▶ [PROBLEM]
Your task is to return the listing below word for word, without any of its images.

▶ [MATERIAL TO PROCESS]
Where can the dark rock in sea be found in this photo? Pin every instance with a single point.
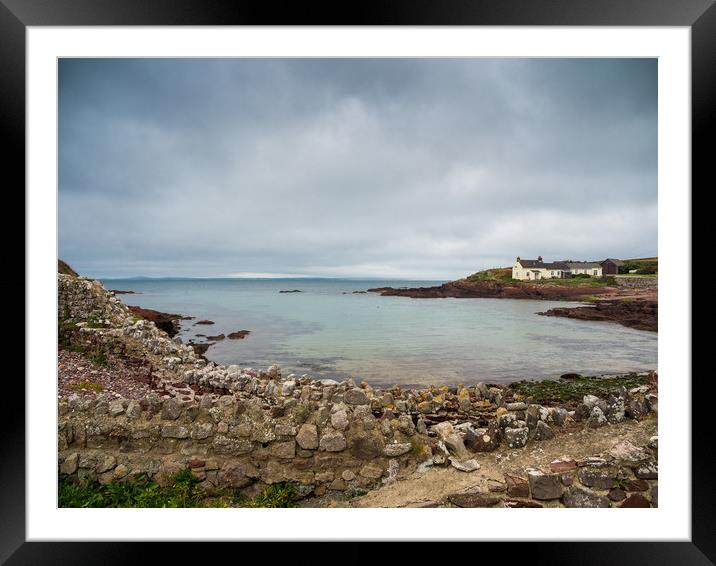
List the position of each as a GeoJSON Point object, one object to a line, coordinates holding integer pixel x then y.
{"type": "Point", "coordinates": [637, 500]}
{"type": "Point", "coordinates": [472, 500]}
{"type": "Point", "coordinates": [238, 335]}
{"type": "Point", "coordinates": [167, 322]}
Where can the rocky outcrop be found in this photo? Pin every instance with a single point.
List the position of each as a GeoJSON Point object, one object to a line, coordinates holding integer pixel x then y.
{"type": "Point", "coordinates": [465, 289]}
{"type": "Point", "coordinates": [639, 314]}
{"type": "Point", "coordinates": [247, 426]}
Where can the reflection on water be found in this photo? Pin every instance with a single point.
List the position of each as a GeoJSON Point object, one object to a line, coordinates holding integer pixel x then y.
{"type": "Point", "coordinates": [327, 331]}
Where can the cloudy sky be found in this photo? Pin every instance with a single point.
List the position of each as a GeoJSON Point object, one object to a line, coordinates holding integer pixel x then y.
{"type": "Point", "coordinates": [410, 168]}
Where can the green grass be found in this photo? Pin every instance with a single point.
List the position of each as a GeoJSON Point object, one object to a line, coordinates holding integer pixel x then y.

▶ [YOUR SOLUTION]
Where can the dark rock in sea be found in this photo? Pin every instance with a single point.
List the position of each as a GeoJSON Point object, one object to a line, coordinates holding integer pixel x then y.
{"type": "Point", "coordinates": [637, 500]}
{"type": "Point", "coordinates": [472, 500]}
{"type": "Point", "coordinates": [238, 335]}
{"type": "Point", "coordinates": [167, 322]}
Where can the rocky outcrop be found in this photo? Pin every instance with a single point.
List the position of each as a GeoJSON Point object, one object to a line, coordinates holding integer pixel x then y.
{"type": "Point", "coordinates": [465, 289]}
{"type": "Point", "coordinates": [639, 314]}
{"type": "Point", "coordinates": [247, 426]}
Where can the reflection on water be found in this photo? Pin every instance with a single point.
List the position of each as a GeoJSON Point object, one object to a line, coordinates holding integer pixel x then y.
{"type": "Point", "coordinates": [327, 331]}
Where can the cloudy sky be found in this photo? Pin every instance with a single point.
List the position of each as a GeoJSON Point object, one object to a line, coordinates holding integer pixel x then y.
{"type": "Point", "coordinates": [410, 168]}
Where can the green grass be found in this photo? Pin every instance with a single point.
List the position of each as a GeoJSON Point object, one object to a line, coordinates holding integer pixel x then y.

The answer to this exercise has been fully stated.